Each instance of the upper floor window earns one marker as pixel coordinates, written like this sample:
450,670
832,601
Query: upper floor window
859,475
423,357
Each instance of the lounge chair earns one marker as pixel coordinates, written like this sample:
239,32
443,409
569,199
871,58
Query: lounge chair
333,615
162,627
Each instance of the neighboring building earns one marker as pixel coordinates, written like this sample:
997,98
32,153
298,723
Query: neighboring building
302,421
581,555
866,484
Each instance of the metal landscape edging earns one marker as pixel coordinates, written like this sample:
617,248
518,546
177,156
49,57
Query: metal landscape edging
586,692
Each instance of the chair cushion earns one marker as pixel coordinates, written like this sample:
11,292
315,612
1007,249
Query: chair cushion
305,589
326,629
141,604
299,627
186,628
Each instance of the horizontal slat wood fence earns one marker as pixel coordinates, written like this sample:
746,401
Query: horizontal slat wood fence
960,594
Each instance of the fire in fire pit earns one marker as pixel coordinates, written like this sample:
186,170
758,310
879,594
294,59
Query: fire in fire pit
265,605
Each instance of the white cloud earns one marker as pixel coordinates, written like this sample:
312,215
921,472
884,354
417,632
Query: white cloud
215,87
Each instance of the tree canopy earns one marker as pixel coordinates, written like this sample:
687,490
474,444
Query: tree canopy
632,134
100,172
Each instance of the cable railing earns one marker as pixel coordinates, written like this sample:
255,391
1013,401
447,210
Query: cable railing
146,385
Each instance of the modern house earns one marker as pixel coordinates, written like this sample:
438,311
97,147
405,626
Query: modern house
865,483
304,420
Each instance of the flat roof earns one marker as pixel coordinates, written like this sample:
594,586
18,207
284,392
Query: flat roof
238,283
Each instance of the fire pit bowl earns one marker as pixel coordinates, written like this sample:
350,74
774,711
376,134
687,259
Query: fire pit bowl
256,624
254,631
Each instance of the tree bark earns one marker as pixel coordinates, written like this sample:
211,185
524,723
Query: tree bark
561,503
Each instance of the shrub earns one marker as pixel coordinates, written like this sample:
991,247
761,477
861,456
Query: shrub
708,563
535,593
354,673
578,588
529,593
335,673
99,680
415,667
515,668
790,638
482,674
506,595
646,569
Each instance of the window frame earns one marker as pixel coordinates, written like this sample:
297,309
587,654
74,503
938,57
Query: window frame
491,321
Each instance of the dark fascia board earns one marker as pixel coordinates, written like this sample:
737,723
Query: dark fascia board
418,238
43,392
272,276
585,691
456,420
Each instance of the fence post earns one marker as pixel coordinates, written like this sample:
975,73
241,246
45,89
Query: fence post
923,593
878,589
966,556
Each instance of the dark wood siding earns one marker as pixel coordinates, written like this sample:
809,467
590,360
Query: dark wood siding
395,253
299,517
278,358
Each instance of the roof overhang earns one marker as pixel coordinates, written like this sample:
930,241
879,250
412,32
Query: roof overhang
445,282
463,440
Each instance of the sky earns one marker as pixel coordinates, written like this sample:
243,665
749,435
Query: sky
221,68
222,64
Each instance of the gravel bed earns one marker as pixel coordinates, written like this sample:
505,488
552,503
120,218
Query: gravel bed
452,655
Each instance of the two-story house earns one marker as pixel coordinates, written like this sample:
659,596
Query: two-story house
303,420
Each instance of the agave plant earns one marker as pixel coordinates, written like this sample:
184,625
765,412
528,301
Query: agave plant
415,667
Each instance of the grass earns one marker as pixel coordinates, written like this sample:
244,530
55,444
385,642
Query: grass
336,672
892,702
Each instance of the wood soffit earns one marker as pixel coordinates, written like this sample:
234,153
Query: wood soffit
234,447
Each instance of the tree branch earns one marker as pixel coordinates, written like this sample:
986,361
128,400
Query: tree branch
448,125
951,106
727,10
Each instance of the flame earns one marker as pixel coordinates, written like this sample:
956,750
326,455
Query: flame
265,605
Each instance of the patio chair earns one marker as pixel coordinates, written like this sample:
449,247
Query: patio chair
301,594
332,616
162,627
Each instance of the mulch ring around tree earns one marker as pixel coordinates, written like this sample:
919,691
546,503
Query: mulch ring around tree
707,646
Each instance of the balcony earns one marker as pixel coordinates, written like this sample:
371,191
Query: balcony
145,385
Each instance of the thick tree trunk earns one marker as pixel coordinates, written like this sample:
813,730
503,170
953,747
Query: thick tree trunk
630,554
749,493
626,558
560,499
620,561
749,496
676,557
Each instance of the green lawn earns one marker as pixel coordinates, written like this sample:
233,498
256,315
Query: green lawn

■ Work to complete
Write every entry out again exactly.

■ Solution to this task
Each instance of the upper floor window earns one marker as pixel coordinates, written like this sample:
450,670
832,601
Query: upper floor window
859,475
423,357
Each instance of the lounge chair earns one marker as pixel coordinates, written like this sample:
239,32
443,409
569,199
871,58
Query: lounge chair
333,615
162,627
Each instance of the neighboring building earns one marker as pixel coordinates, written like this sample:
997,98
32,153
298,723
Query: neighboring building
302,421
581,555
866,484
Each instance of the metal landscape edging earns one marker as pixel coordinates, written like this sample:
617,248
518,546
177,156
49,57
Query: metal landscape edging
586,692
Each instance of the chair cushion earns one marker as pixel coordinates, written like this sample:
11,292
315,612
1007,249
Query: chair cushion
305,589
326,629
141,604
299,627
186,628
Each instance of the horizontal slat wood fence earns one marker as pixel coordinates, written like this sample:
746,401
Query: horizontal slat wood fence
960,594
Each instance of the fire in fire pit earns one marker as pixel coordinates, written like this sample:
186,170
758,310
879,594
294,59
Query: fire in fire pit
265,605
Each instance of the white cloud earns one marker as pixel coordinates, written like this sample:
312,215
921,472
884,354
417,632
Query: white cloud
215,87
Each instance of the tree canopy earns one marker as pixel coordinates, written like this sample:
687,490
474,444
Query: tree canopy
632,134
100,172
Each instance of the cable railing earns one marker as pixel coordinates, written like this sample:
255,391
1013,401
447,210
Query: cable railing
146,385
Each instance of the modern house earns one marker as pixel coordinates, written like this sample:
438,311
97,147
405,626
Query: modern house
865,483
304,420
Each instance of the flat roof earns one marker as pixel coordinates, written like this sample:
594,586
18,207
284,392
Query: flat roof
238,283
Each instance of the fire pit bowl earns one marker as pixel coordinates, written like this sample:
350,74
774,711
376,134
687,259
Query: fire pit bowl
256,624
254,631
Each instance of the tree bark earns one marker as pixel coordinates, written like this sample:
211,185
524,723
Query: tree bark
561,503
Each instance of the shrub earns one marker as pixel coordinates, written like this sample:
991,247
761,477
861,456
Query: shrub
708,563
535,593
354,673
578,588
529,593
335,673
99,680
415,667
515,668
790,638
482,674
506,595
646,569
Each instance of the window frame earns one marker as pixel coordinates, written like this sample:
297,309
587,654
74,503
938,57
Query: window frame
491,321
Each instance of the dark fascia board earns one marker as pixel coordinates, written like this sample:
737,723
Query: dark fascia board
418,238
43,392
272,276
585,691
456,420
Each instance of the fence post earns one marker as pixel coordinates, written like this sample:
975,73
241,246
45,89
Query: fence post
923,593
878,589
966,556
Each instance of the dark wood siding earns one marker as pixel coordinates, written like this sample:
809,467
590,360
Query: dark wood siding
395,253
299,517
278,358
Each instance of the roof overhang earns one marker as pixel coordinates, written like this sample:
930,241
879,250
412,32
Query: roof overhang
445,282
463,440
Each instance of the sky earns one marker as pixel coordinates, written like this sample:
243,665
749,435
Query: sky
221,68
222,64
Each instance of the gravel bed earns one marker as pixel coordinates, written like this sample:
505,488
552,503
120,218
Query: gravel bed
452,655
Each instance of the two-story house earns one marker as pixel coordinates, written like this sample:
659,596
Query: two-story house
303,420
Each instance of the agave plant earns one marker as pixel coordinates, written like this sample:
184,625
765,412
528,301
Query: agave plant
415,667
Each instance of the grass earns one marker as pixel coordinates, written like this sample:
244,530
55,444
385,642
Query: grass
336,672
892,702
Each instance of the wood soffit earns one marker as pixel coordinates, written like this sample:
234,153
Query: wood soffit
234,447
Each instance of the tree branch earns one marker as pixel coordinates, written like this sample:
986,361
128,400
Query: tree branch
448,125
951,106
727,10
Each instance of the flame earns one marker as pixel coordinates, written like this sample:
956,750
326,455
Query: flame
265,605
Each instance of the patio chair earns one marker as pixel coordinates, written like this sample:
449,247
Query: patio chair
301,594
332,616
162,627
Each instance of the mulch ring around tree earns one marker as pixel coordinates, written like this sample:
919,691
546,503
Query: mulch ring around tree
707,646
Each instance of the balcony earns one marker as pixel coordinates, written like this sample:
371,191
Query: balcony
145,385
Each instance of the thick tree trunk earns one marker as pixel coordinates, written like this sample:
813,730
503,170
953,747
Query: thick tree trunk
630,554
749,493
626,558
560,499
620,561
749,496
676,557
Each instance of the green lawn earns one marker as pixel coordinates, written like this sample:
233,498
256,315
Query: green lawn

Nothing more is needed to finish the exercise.